▸ EXCERPT TO READ:

Quick Game Comments: Lions at Bears 10/3/21

Robin Lopez when discussing the lessons he learned as an NBA basketball player once said, “Steve Nash, Grant Hill, they were always preaching whether you win or lose. You have to keep an even keel, keep a level head.”

This always struck me as the fundamental difference between good teams and subpar teams. Good teams are consistent. They are, to the extent that it possible, the same high quality almost every time they hit the field. Teams that aren’t good aren’t. They flash well one week with a big win or a fine performance and find themselves on an emotional high only to fall the next week as they let down and fail to concentrate and prepare with the same intensity. Especially with the younger teams, the season is an emotional rollercoaster.

This is what we saw today. The Bears, coming off of a miserable physical and mental beating in Cleveland, went back to the drawing board and redrew the plan. Practices all week were reported to be at a special intensity as they worked extra hard to pick themselves up. Many of my friends were surprised that the Bears opened as 4 point favorites in this game after the brutal loss to the Browns. I wasn’t. If they were going to bounce back with a good performance, it was going to be this week.

The Lions, on the other hand, lost to the Baltimore Ravens last week on a last second field goal in what can only be termed as a special effort from what many consider to be a miserable team. The 19-17 loss was shocking in how well the Lions played and how close they came to beating one of the best teams in the NFL. What wer ethe odds that this team was going to pull off the same performance two weeks in a row? Not very high. And they didn’t. The Lions defense reverted back to form after a wonderful effort last week and th Bears took advantage of big gaps in their coverage on some well timed play action passes.

Last year, Brad Biggs at the Chicago Tribune once quoted a source associated with gambling in Las Vegas as saying, “We see the Bears as being the same as the Lions.” Its not entirely true. But there is some truth to it. Neither of these teams is going to be competitive until they can perform at a consistently high level week in and week out.

▸ INFORMATION SUPPLIED:
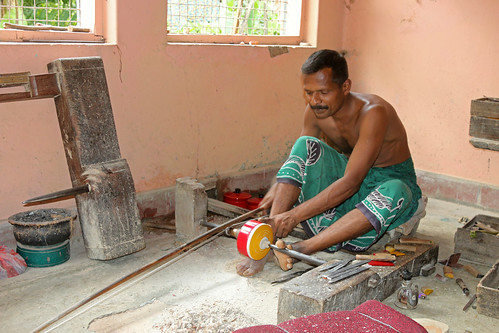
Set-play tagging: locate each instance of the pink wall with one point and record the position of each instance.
(430, 59)
(198, 110)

▸ TASK A:
In the Lions at Bears game comments, what was the final score of the Lions' loss to the Baltimore Ravens the week before?
▸ TASK B:
Pick up the Lions at Bears game comments right after their final sentence and carry the piece forward.

▸ RIGHT ANSWER A:
19-17

▸ RIGHT ANSWER B:
Today it was the Bears week and they deserve to be congratulated (as I mostly do below). We will all celebrate. The Bears will dance in the locker room. All will be light and happiness. But another week is right around the corner – for all of us – and, let’s be honest, it could be like the Lions or it could be more like the Browns. You never know with this team. And that’s the problem.


  • Going into this game the Lions ranked 29th in yards per play allowed and 32nd in passing yards per play. The were allowing 10.3 yards per pass attempt, and opposing quarterbacks had a 123.2 passer rating. The Lions had allowed 384 yards per game and 6.7 yards per play. Nagy’s offense through three games ranked last in the NFL with 191.7 yards per game and 3.34 yards per play, and the Bears were second-to-last with 13.3 points per game. Something had to give. As it turned out, it was the Lions defense that reverted to form after a yeoman’s effort last week against the Ravens. In fairness to the Lions defense, the Bears generally executed better with a much better plan than last week for the demolition at the hands of the Browns. But in the end, the Lions defensive back field was what, onace again, did them in giving up 191 yards net passing to a Bears team that had only 1 last week.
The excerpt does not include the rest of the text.